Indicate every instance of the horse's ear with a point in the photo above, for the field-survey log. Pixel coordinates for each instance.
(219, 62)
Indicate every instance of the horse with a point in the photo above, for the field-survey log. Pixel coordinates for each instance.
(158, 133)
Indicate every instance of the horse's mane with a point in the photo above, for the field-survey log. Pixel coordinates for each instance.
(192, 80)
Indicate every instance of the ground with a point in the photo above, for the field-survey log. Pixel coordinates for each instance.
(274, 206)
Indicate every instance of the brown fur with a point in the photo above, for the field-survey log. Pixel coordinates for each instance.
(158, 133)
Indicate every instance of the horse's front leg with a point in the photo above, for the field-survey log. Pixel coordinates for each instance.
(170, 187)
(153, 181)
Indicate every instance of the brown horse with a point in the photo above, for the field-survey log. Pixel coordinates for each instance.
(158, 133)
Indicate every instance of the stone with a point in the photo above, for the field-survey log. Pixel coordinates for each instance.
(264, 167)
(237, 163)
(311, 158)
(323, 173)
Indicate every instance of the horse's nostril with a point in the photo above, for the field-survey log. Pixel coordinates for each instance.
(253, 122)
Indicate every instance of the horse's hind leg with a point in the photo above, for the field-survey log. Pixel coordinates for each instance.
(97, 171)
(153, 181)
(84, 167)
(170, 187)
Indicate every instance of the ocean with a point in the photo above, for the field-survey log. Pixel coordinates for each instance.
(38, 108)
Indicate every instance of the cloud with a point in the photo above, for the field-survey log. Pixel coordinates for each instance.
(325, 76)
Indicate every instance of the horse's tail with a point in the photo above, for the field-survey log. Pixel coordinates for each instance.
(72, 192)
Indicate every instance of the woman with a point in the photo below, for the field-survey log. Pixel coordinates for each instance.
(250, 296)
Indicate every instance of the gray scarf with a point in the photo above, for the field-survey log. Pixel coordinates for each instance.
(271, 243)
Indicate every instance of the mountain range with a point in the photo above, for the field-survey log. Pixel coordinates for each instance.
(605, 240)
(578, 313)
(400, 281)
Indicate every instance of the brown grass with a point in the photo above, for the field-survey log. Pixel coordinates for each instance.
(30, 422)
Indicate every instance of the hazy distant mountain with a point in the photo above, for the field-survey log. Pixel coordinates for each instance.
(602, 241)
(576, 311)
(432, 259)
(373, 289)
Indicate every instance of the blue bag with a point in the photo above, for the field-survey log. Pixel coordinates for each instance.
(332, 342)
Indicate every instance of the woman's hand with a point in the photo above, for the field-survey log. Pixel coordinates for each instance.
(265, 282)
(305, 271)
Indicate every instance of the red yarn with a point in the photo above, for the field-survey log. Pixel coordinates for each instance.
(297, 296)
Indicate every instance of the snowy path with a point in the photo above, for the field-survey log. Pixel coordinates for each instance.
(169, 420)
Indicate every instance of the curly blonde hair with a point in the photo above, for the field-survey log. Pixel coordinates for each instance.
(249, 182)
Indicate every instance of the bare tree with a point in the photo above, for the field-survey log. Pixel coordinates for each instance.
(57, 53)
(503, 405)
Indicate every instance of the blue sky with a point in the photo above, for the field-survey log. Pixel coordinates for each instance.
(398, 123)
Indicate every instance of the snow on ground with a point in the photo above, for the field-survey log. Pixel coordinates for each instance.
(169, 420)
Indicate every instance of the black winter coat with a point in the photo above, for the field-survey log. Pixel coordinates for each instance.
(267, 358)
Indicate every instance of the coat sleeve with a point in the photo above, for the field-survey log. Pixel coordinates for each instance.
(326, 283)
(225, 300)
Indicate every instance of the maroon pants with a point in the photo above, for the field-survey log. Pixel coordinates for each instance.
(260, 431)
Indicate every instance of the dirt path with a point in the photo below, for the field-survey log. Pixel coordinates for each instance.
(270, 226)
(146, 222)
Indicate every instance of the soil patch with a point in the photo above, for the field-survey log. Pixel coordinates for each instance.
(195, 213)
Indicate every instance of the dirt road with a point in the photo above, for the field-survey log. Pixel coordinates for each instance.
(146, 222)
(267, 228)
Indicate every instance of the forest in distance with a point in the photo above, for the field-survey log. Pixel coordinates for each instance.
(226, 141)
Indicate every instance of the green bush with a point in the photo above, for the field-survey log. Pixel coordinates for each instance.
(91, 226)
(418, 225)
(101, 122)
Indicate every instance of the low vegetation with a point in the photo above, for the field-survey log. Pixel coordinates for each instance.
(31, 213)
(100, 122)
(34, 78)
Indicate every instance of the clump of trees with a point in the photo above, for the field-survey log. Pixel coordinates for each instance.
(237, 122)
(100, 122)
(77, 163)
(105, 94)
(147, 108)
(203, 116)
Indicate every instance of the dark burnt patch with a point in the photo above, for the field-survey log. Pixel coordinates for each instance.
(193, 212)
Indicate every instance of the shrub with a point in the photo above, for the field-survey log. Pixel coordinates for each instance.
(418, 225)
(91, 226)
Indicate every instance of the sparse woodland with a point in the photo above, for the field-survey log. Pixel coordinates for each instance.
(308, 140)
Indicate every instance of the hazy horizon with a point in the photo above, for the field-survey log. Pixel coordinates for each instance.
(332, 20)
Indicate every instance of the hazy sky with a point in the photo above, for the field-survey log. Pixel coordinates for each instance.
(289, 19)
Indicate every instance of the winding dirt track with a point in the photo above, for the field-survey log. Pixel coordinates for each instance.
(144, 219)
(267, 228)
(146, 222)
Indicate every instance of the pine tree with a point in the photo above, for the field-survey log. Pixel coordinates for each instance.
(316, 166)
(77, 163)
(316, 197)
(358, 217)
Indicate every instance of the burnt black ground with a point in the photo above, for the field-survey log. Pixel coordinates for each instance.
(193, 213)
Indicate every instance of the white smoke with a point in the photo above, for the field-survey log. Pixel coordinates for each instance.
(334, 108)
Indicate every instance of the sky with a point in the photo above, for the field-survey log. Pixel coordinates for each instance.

WHAT IS BEING ASKED ▸
Copy out every line of the data above, exactly as given.

RESULT ▸
Indicate every instance of the horse's ear with a point in the photo above, for the field-survey log. Pixel coordinates for each instance.
(219, 62)
Indicate every instance of the horse with a point in the photo above, for the field-survey log. Pixel coordinates for each instance.
(158, 133)
Indicate every instance of the horse's mane with a point in the photo above, for the field-survey log. Pixel coordinates for each instance.
(192, 80)
Indicate every instance of the ground with a point in the photo above, for the field-survey log. Pixel coordinates for each instance.
(274, 206)
Indicate every instance of the brown fur with a point in the photo above, for the field-survey log. Pixel coordinates for each instance.
(158, 133)
Indicate every instance of the horse's front leg with a point in the photo above, for the field-survey log. Pixel coordinates for each instance.
(170, 187)
(153, 181)
Indicate every instance of the brown horse with a point in the photo above, for the field-survey log. Pixel coordinates for each instance.
(158, 133)
Indicate every instance of the stone with a point in the photo above, for the field-survey log. Pixel coordinates for each instance.
(264, 167)
(237, 163)
(311, 158)
(323, 173)
Indicate every instance of the horse's nostril with a point in the photo above, for the field-survey log. Pixel coordinates for each instance.
(253, 122)
Indicate every instance of the horse's hind leg with a point in the photo above, for the field-survey log. Pixel coordinates for each instance.
(97, 171)
(153, 181)
(84, 167)
(170, 187)
Indicate every instance of the ocean with a point in the photo above, for the field-survey log. Pixel coordinates for each instance.
(38, 108)
Indicate every instance of the cloud with a point in the photo above, for the field-survey log. Pixel coordinates for each instance.
(325, 76)
Indicate every instance of the horse's tail with a point in the photo above, for the field-survey log. Pixel coordinates for each instance.
(72, 192)
Indicate every instance of the woman with a point in the photo below, for the field-survey log. Pixel coordinates for each instance.
(250, 296)
Indicate every instance of the gray scarf with a point in the photo above, for the field-survey log. Pixel coordinates for each instance.
(271, 243)
Indicate every instance of the mountain range with a point in the photo above, for the field-survey log. Pixel coordinates for each instance.
(605, 240)
(578, 313)
(400, 281)
Indicate every instance of the brown grass with a point in the photo above, for the field-survey log. Pixel coordinates for each instance.
(30, 422)
Indicate every instance of the hazy distant mountain with a point in the photo above, for the field-survey log. Pixel coordinates for each instance.
(602, 241)
(576, 311)
(432, 259)
(373, 289)
Indicate every instance of the blue bag with a point in the photo above, for the field-survey log. Pixel coordinates for each instance.
(332, 342)
Indicate every instance of the woman's hand with a point in the photo above, for the field-survey log. Pixel coordinates for each instance.
(265, 282)
(305, 271)
Indicate every instance of the red yarn with a point in the photo above, for the field-survey log. Pixel coordinates for each instance.
(297, 296)
Indicate every instance of the snowy path with a point in the photo above, for the field-survey log. Pixel coordinates for each instance.
(169, 420)
Indicate every instance of the curly blonde hair with a point in the photo above, for the field-survey log. Pixel coordinates for each instance.
(249, 182)
Indicate every instance of the bare tree with a point in the photo above, for the field-survey log. Pixel coordinates for each instance.
(57, 53)
(503, 405)
Indicate every instance of the blue sky with a point in the photo above, for the field-survey log. Pixel coordinates for each instance.
(398, 123)
Indicate every instance of the snow on ground with a point in the photo above, for the field-survey log. Pixel coordinates for each instance.
(169, 420)
Indicate every instance of the black winter coat with a point in the photo above, for the field-survey log. Pixel coordinates for each instance.
(267, 358)
Indicate every instance of the coat sleeve with a point in the photo above, for the field-survey log. Pixel coordinates for each instance.
(326, 283)
(225, 300)
Indicate every instance of the maroon pants with a point in the photo above, for the field-survey log. Pixel coordinates for each instance.
(260, 431)
Indicate every instance of the dirt path with a point in the photo below, for the field-survey log. Pixel coordinates for each instance.
(270, 226)
(146, 222)
Indicate every instance of the soil patch with a point in the photo above, for the field-survey log. Pixel coordinates for each instance.
(195, 213)
Indicate every instance of the dirt road with a point in the photo above, for the field-survey log. Pixel coordinates for each instance.
(146, 222)
(267, 228)
Indicate every instance of the forest in distance with a point in the photo above, for the field-survey log. Pixel coordinates for each instance.
(226, 141)
Indicate every instance of the green bush with a point in the photo above, for the field-survey log. Pixel coordinates for each instance.
(91, 226)
(418, 225)
(101, 122)
Indicate every instance of the low vegetation with a point in the photo above, for the field-survey log. Pixel coordinates for each instance.
(31, 213)
(100, 122)
(34, 78)
Indicate every instance of the clump of trees with a point in the photo above, for the field-survey log. Pixel coordinates for each instance.
(237, 122)
(100, 122)
(77, 163)
(105, 94)
(147, 108)
(203, 116)
Indicate every instance of the dark burnt patch with a point in the photo above, for the field-survey log. Pixel coordinates for each instance.
(193, 212)
Indicate every instance of the shrub with a point in the photo above, for the field-survey log. Pixel coordinates for each instance.
(418, 225)
(91, 226)
Indicate every instance of the sparse woodland with a point in the photo above, for the field-survey log. Pixel coordinates for each instance.
(308, 140)
Indicate every instance of the hazy horizon with a point in the photo above, for the field-survey log. Pixel coordinates for each instance.
(332, 20)
Indicate every instance of the hazy sky with a point in the photo above, for the field-survey log. Pixel coordinates for each instance.
(289, 19)
Indicate every instance of the winding dirt track with a point in the photo above, for the field-survey log. Pixel coordinates for each instance.
(144, 219)
(267, 228)
(146, 222)
Indicate every instance of the pine tree with a point in the photo above, for the field-survey log. Pixel coordinates for each instance.
(316, 166)
(77, 163)
(316, 197)
(358, 217)
Indicate every instance of the burnt black ground with a point in the photo above, for the field-survey log. Pixel coordinates for each instance.
(193, 213)
Indicate every instance of the white smoke with a point in the photo above, for the field-survey log. Pixel coordinates for each instance.
(334, 108)
Indicate every instance of the sky with a point in the photo above, for the field-survey log. Pixel coordinates for each instance.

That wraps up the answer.